THE REQUEST:
Beneath this task is a listing; retype all of it exactly.

THE RECORDS:
----

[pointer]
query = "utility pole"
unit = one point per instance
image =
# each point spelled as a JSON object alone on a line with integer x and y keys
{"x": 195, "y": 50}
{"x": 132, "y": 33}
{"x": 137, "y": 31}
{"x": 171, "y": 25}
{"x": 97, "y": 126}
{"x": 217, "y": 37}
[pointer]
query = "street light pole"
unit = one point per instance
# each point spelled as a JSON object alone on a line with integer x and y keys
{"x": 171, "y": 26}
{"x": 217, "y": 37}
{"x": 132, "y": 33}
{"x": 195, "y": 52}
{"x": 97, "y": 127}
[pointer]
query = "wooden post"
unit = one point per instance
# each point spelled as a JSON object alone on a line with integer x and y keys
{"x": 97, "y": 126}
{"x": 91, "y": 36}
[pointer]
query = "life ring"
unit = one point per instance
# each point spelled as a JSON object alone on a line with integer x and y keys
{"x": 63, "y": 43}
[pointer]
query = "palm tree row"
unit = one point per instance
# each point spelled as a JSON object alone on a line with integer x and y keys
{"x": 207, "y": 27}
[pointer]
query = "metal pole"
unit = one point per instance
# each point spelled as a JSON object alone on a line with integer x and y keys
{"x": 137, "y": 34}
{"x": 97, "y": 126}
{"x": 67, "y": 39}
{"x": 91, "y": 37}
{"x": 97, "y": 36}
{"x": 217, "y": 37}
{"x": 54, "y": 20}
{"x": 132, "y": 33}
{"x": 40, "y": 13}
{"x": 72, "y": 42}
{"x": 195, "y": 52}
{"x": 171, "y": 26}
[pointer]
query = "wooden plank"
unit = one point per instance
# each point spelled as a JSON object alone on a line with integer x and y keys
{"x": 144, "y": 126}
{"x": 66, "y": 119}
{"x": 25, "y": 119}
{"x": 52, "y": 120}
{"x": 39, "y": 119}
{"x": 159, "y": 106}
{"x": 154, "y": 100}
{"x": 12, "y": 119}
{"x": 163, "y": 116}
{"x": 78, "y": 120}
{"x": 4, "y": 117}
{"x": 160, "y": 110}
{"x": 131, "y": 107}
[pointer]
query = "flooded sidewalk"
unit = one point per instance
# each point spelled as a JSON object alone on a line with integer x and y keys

----

WRITTEN REPLY:
[pointer]
query = "utility pole"
unit = one point per instance
image =
# each point spelled as a JSON object alone on a line with integer x and y keys
{"x": 195, "y": 50}
{"x": 132, "y": 33}
{"x": 137, "y": 31}
{"x": 171, "y": 25}
{"x": 97, "y": 126}
{"x": 217, "y": 37}
[pointer]
query = "street light pole"
unit = one point per instance
# each point spelled as a JSON object alone on a line with integer x and y keys
{"x": 171, "y": 26}
{"x": 217, "y": 37}
{"x": 132, "y": 33}
{"x": 195, "y": 52}
{"x": 97, "y": 127}
[pointer]
query = "wooden post"
unit = one point per instance
# each point spelled as a JSON object alone on a line with integer x and y keys
{"x": 97, "y": 126}
{"x": 91, "y": 36}
[pointer]
query = "life ring"
unit = one point per instance
# each point spelled as a JSON object alone on a line with integer x and y keys
{"x": 63, "y": 43}
[pointer]
query = "palm tree row"
unit = one point per instance
# each point spelled as a JSON object alone on a line with integer x and y keys
{"x": 207, "y": 27}
[pointer]
query = "metal pole"
unit = one point per instance
# each point spelled as a JSON object alone on a line with integer x and y keys
{"x": 137, "y": 34}
{"x": 97, "y": 126}
{"x": 67, "y": 39}
{"x": 91, "y": 37}
{"x": 97, "y": 36}
{"x": 217, "y": 37}
{"x": 54, "y": 20}
{"x": 132, "y": 33}
{"x": 40, "y": 13}
{"x": 72, "y": 42}
{"x": 195, "y": 52}
{"x": 171, "y": 26}
[pointer]
query = "wooden plank"
unit = one point per instance
# each point spelled as a JSON object alone on a line with integer x and y keys
{"x": 144, "y": 126}
{"x": 66, "y": 119}
{"x": 25, "y": 119}
{"x": 52, "y": 120}
{"x": 39, "y": 119}
{"x": 159, "y": 106}
{"x": 154, "y": 100}
{"x": 12, "y": 119}
{"x": 163, "y": 116}
{"x": 78, "y": 120}
{"x": 4, "y": 117}
{"x": 160, "y": 110}
{"x": 131, "y": 107}
[pointer]
query = "flooded sidewalk"
unit = one point per instance
# each point spelled as a JSON object alone on a line with integer x and y keys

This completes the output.